→ DATA FOR THIS TASK:
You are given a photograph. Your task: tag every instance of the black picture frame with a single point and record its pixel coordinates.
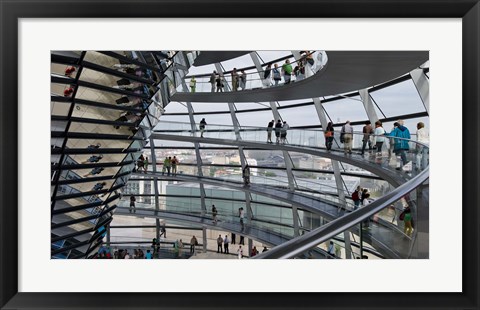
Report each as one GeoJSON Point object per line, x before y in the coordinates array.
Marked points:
{"type": "Point", "coordinates": [11, 11]}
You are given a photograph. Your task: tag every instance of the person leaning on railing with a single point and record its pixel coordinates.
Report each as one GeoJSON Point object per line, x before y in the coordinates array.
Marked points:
{"type": "Point", "coordinates": [422, 151]}
{"type": "Point", "coordinates": [379, 137]}
{"type": "Point", "coordinates": [213, 80]}
{"type": "Point", "coordinates": [329, 136]}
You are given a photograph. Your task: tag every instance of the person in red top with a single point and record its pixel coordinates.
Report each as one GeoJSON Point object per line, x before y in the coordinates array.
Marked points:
{"type": "Point", "coordinates": [69, 71]}
{"type": "Point", "coordinates": [68, 91]}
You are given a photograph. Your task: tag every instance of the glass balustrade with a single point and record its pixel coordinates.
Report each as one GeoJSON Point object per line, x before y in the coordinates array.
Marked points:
{"type": "Point", "coordinates": [266, 231]}
{"type": "Point", "coordinates": [255, 80]}
{"type": "Point", "coordinates": [416, 157]}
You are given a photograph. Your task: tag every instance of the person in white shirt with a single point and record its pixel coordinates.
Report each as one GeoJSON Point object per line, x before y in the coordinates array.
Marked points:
{"type": "Point", "coordinates": [379, 137]}
{"type": "Point", "coordinates": [283, 132]}
{"type": "Point", "coordinates": [241, 214]}
{"type": "Point", "coordinates": [240, 252]}
{"type": "Point", "coordinates": [422, 151]}
{"type": "Point", "coordinates": [347, 132]}
{"type": "Point", "coordinates": [366, 202]}
{"type": "Point", "coordinates": [225, 245]}
{"type": "Point", "coordinates": [331, 249]}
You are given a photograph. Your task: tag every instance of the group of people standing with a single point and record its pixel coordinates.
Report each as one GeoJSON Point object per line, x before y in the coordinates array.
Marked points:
{"type": "Point", "coordinates": [217, 81]}
{"type": "Point", "coordinates": [302, 69]}
{"type": "Point", "coordinates": [142, 164]}
{"type": "Point", "coordinates": [170, 164]}
{"type": "Point", "coordinates": [280, 131]}
{"type": "Point", "coordinates": [375, 138]}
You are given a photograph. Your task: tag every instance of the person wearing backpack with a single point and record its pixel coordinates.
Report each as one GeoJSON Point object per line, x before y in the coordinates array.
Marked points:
{"type": "Point", "coordinates": [379, 137]}
{"type": "Point", "coordinates": [347, 137]}
{"type": "Point", "coordinates": [213, 80]}
{"type": "Point", "coordinates": [367, 131]}
{"type": "Point", "coordinates": [356, 198]}
{"type": "Point", "coordinates": [406, 217]}
{"type": "Point", "coordinates": [276, 75]}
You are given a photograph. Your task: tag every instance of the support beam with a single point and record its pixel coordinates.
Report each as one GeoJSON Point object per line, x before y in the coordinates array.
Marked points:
{"type": "Point", "coordinates": [423, 87]}
{"type": "Point", "coordinates": [197, 151]}
{"type": "Point", "coordinates": [369, 106]}
{"type": "Point", "coordinates": [336, 171]}
{"type": "Point", "coordinates": [204, 239]}
{"type": "Point", "coordinates": [108, 236]}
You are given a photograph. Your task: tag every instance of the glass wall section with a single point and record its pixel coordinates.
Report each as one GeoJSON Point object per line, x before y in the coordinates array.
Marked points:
{"type": "Point", "coordinates": [342, 110]}
{"type": "Point", "coordinates": [398, 99]}
{"type": "Point", "coordinates": [267, 158]}
{"type": "Point", "coordinates": [255, 118]}
{"type": "Point", "coordinates": [268, 56]}
{"type": "Point", "coordinates": [214, 119]}
{"type": "Point", "coordinates": [202, 107]}
{"type": "Point", "coordinates": [113, 115]}
{"type": "Point", "coordinates": [176, 107]}
{"type": "Point", "coordinates": [301, 116]}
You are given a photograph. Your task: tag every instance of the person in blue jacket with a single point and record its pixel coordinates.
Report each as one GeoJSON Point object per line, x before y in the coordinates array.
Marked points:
{"type": "Point", "coordinates": [400, 145]}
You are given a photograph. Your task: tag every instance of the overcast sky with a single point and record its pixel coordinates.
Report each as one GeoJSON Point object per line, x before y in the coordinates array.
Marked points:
{"type": "Point", "coordinates": [399, 99]}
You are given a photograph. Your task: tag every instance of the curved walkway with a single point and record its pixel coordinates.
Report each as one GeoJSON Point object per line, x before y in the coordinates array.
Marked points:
{"type": "Point", "coordinates": [345, 71]}
{"type": "Point", "coordinates": [323, 207]}
{"type": "Point", "coordinates": [392, 176]}
{"type": "Point", "coordinates": [380, 235]}
{"type": "Point", "coordinates": [260, 234]}
{"type": "Point", "coordinates": [211, 57]}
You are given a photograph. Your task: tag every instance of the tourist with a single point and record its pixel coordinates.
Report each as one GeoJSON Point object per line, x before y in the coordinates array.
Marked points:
{"type": "Point", "coordinates": [287, 71]}
{"type": "Point", "coordinates": [246, 175]}
{"type": "Point", "coordinates": [401, 145]}
{"type": "Point", "coordinates": [140, 163]}
{"type": "Point", "coordinates": [132, 204]}
{"type": "Point", "coordinates": [219, 81]}
{"type": "Point", "coordinates": [214, 214]}
{"type": "Point", "coordinates": [366, 202]}
{"type": "Point", "coordinates": [193, 84]}
{"type": "Point", "coordinates": [367, 131]}
{"type": "Point", "coordinates": [379, 138]}
{"type": "Point", "coordinates": [166, 165]}
{"type": "Point", "coordinates": [329, 132]}
{"type": "Point", "coordinates": [266, 76]}
{"type": "Point", "coordinates": [356, 197]}
{"type": "Point", "coordinates": [269, 131]}
{"type": "Point", "coordinates": [241, 215]}
{"type": "Point", "coordinates": [193, 243]}
{"type": "Point", "coordinates": [93, 159]}
{"type": "Point", "coordinates": [174, 163]}
{"type": "Point", "coordinates": [243, 80]}
{"type": "Point", "coordinates": [234, 79]}
{"type": "Point", "coordinates": [422, 151]}
{"type": "Point", "coordinates": [276, 75]}
{"type": "Point", "coordinates": [407, 220]}
{"type": "Point", "coordinates": [283, 132]}
{"type": "Point", "coordinates": [94, 171]}
{"type": "Point", "coordinates": [213, 79]}
{"type": "Point", "coordinates": [145, 164]}
{"type": "Point", "coordinates": [225, 245]}
{"type": "Point", "coordinates": [219, 244]}
{"type": "Point", "coordinates": [203, 123]}
{"type": "Point", "coordinates": [148, 255]}
{"type": "Point", "coordinates": [278, 129]}
{"type": "Point", "coordinates": [331, 250]}
{"type": "Point", "coordinates": [347, 137]}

→ WHAT THE TASK ASKS:
Could you print the data exactly as it appears and keep the pictures out?

→ ANSWER SPACE:
You are given a photograph. Your task: tag every instance of the black picture frame with a single point and record its pixel coordinates.
Report each as one GeoJSON Point object per line, x before y in the coordinates array.
Marked points:
{"type": "Point", "coordinates": [11, 11]}
You are given a photograph. Your task: tag every instance of the person leaning on railing with a single point and record its pixel coordinates.
Report each as one GeoJSON Point object per line, x before y in the coordinates array.
Marked points:
{"type": "Point", "coordinates": [422, 151]}
{"type": "Point", "coordinates": [379, 137]}
{"type": "Point", "coordinates": [213, 80]}
{"type": "Point", "coordinates": [329, 136]}
You are given a photograph. Your task: tag every instance of the person in red top with a single point and record its pixel coordinates.
Report each as one GeoJSON Point object per line, x before y in the coordinates array.
Marked points:
{"type": "Point", "coordinates": [69, 71]}
{"type": "Point", "coordinates": [68, 91]}
You are given a photograph. Your task: tag every instance of the glass balustrade with a single point and record its pixel coordinates.
Report each as one GeoJSON Point object per line, x before y in the coordinates array.
Marked points:
{"type": "Point", "coordinates": [266, 231]}
{"type": "Point", "coordinates": [255, 80]}
{"type": "Point", "coordinates": [416, 157]}
You are given a photograph. Your task: tag every instance of the person in white shirt with a single point and record its pixel coordinates.
Report each as one GeoJSON Point object per line, x before y in the coordinates array.
Marked points:
{"type": "Point", "coordinates": [379, 137]}
{"type": "Point", "coordinates": [283, 132]}
{"type": "Point", "coordinates": [241, 214]}
{"type": "Point", "coordinates": [240, 252]}
{"type": "Point", "coordinates": [422, 151]}
{"type": "Point", "coordinates": [347, 132]}
{"type": "Point", "coordinates": [366, 202]}
{"type": "Point", "coordinates": [225, 245]}
{"type": "Point", "coordinates": [331, 249]}
You are given a photograph. Your task: tag every instance of the group of people standing with a single point and record its pixel coordinates.
Report each as one GeoJSON Point object per line, x before y in the coordinates array.
Marked points:
{"type": "Point", "coordinates": [217, 81]}
{"type": "Point", "coordinates": [302, 69]}
{"type": "Point", "coordinates": [142, 164]}
{"type": "Point", "coordinates": [170, 164]}
{"type": "Point", "coordinates": [280, 131]}
{"type": "Point", "coordinates": [375, 138]}
You are given a photograph. Your task: tag every instance of the person wearing backpack with a single point and record its pixel coordinates.
Report each as one GeoJSON Point object per line, x before y in the coordinates array.
Marked points:
{"type": "Point", "coordinates": [379, 137]}
{"type": "Point", "coordinates": [347, 137]}
{"type": "Point", "coordinates": [213, 80]}
{"type": "Point", "coordinates": [367, 131]}
{"type": "Point", "coordinates": [356, 198]}
{"type": "Point", "coordinates": [406, 217]}
{"type": "Point", "coordinates": [276, 75]}
You are given a photograph. Your task: tag every instance of the support beam with a single point and record its pixel coordinates.
Report each as one GeoJSON Point object per line, x before y in the coordinates array.
Marked points:
{"type": "Point", "coordinates": [423, 87]}
{"type": "Point", "coordinates": [197, 151]}
{"type": "Point", "coordinates": [369, 106]}
{"type": "Point", "coordinates": [336, 171]}
{"type": "Point", "coordinates": [204, 239]}
{"type": "Point", "coordinates": [108, 236]}
You are given a photograph. Your task: tag every instance of the glass wall section with a single point and record its pixel coordinates.
Report each as one GeoJSON Point object per line, x before y in the coordinates array.
Marked points:
{"type": "Point", "coordinates": [342, 110]}
{"type": "Point", "coordinates": [398, 99]}
{"type": "Point", "coordinates": [267, 158]}
{"type": "Point", "coordinates": [255, 118]}
{"type": "Point", "coordinates": [268, 56]}
{"type": "Point", "coordinates": [214, 119]}
{"type": "Point", "coordinates": [202, 107]}
{"type": "Point", "coordinates": [113, 115]}
{"type": "Point", "coordinates": [176, 107]}
{"type": "Point", "coordinates": [301, 116]}
You are given a photograph. Your task: tag every instance of the person in blue jacket with a single point and record its pixel coordinates.
Report each as one GeoJSON Point object per line, x before y in the coordinates array.
Marked points:
{"type": "Point", "coordinates": [400, 145]}
You are given a photograph. Your task: tag every instance of the overcast sky with a single point and record its pixel coordinates.
Report each as one GeoJSON Point object per line, x before y in the coordinates array.
Marked points:
{"type": "Point", "coordinates": [399, 99]}
You are given a photograph. Your task: tag every instance of the curved walkway with a single point and record its pixel coordinates.
Report each as one GeoJSON Point object per line, x before y in the coordinates array.
Marked points:
{"type": "Point", "coordinates": [345, 71]}
{"type": "Point", "coordinates": [323, 207]}
{"type": "Point", "coordinates": [392, 176]}
{"type": "Point", "coordinates": [380, 235]}
{"type": "Point", "coordinates": [260, 234]}
{"type": "Point", "coordinates": [211, 57]}
You are given a photograph. Your task: tag every instance of the tourist with a single point and record its pixel coordinates.
Report each as one GeoJSON Point object per line, x before y in the coordinates array.
Marked points:
{"type": "Point", "coordinates": [287, 71]}
{"type": "Point", "coordinates": [246, 175]}
{"type": "Point", "coordinates": [401, 145]}
{"type": "Point", "coordinates": [140, 163]}
{"type": "Point", "coordinates": [132, 204]}
{"type": "Point", "coordinates": [219, 81]}
{"type": "Point", "coordinates": [214, 214]}
{"type": "Point", "coordinates": [366, 202]}
{"type": "Point", "coordinates": [193, 84]}
{"type": "Point", "coordinates": [367, 131]}
{"type": "Point", "coordinates": [379, 138]}
{"type": "Point", "coordinates": [166, 165]}
{"type": "Point", "coordinates": [329, 132]}
{"type": "Point", "coordinates": [266, 76]}
{"type": "Point", "coordinates": [356, 197]}
{"type": "Point", "coordinates": [269, 131]}
{"type": "Point", "coordinates": [241, 215]}
{"type": "Point", "coordinates": [193, 243]}
{"type": "Point", "coordinates": [93, 159]}
{"type": "Point", "coordinates": [174, 163]}
{"type": "Point", "coordinates": [243, 80]}
{"type": "Point", "coordinates": [234, 79]}
{"type": "Point", "coordinates": [422, 151]}
{"type": "Point", "coordinates": [276, 75]}
{"type": "Point", "coordinates": [407, 220]}
{"type": "Point", "coordinates": [283, 132]}
{"type": "Point", "coordinates": [94, 171]}
{"type": "Point", "coordinates": [213, 79]}
{"type": "Point", "coordinates": [145, 164]}
{"type": "Point", "coordinates": [225, 245]}
{"type": "Point", "coordinates": [219, 244]}
{"type": "Point", "coordinates": [203, 123]}
{"type": "Point", "coordinates": [148, 255]}
{"type": "Point", "coordinates": [278, 129]}
{"type": "Point", "coordinates": [331, 250]}
{"type": "Point", "coordinates": [347, 137]}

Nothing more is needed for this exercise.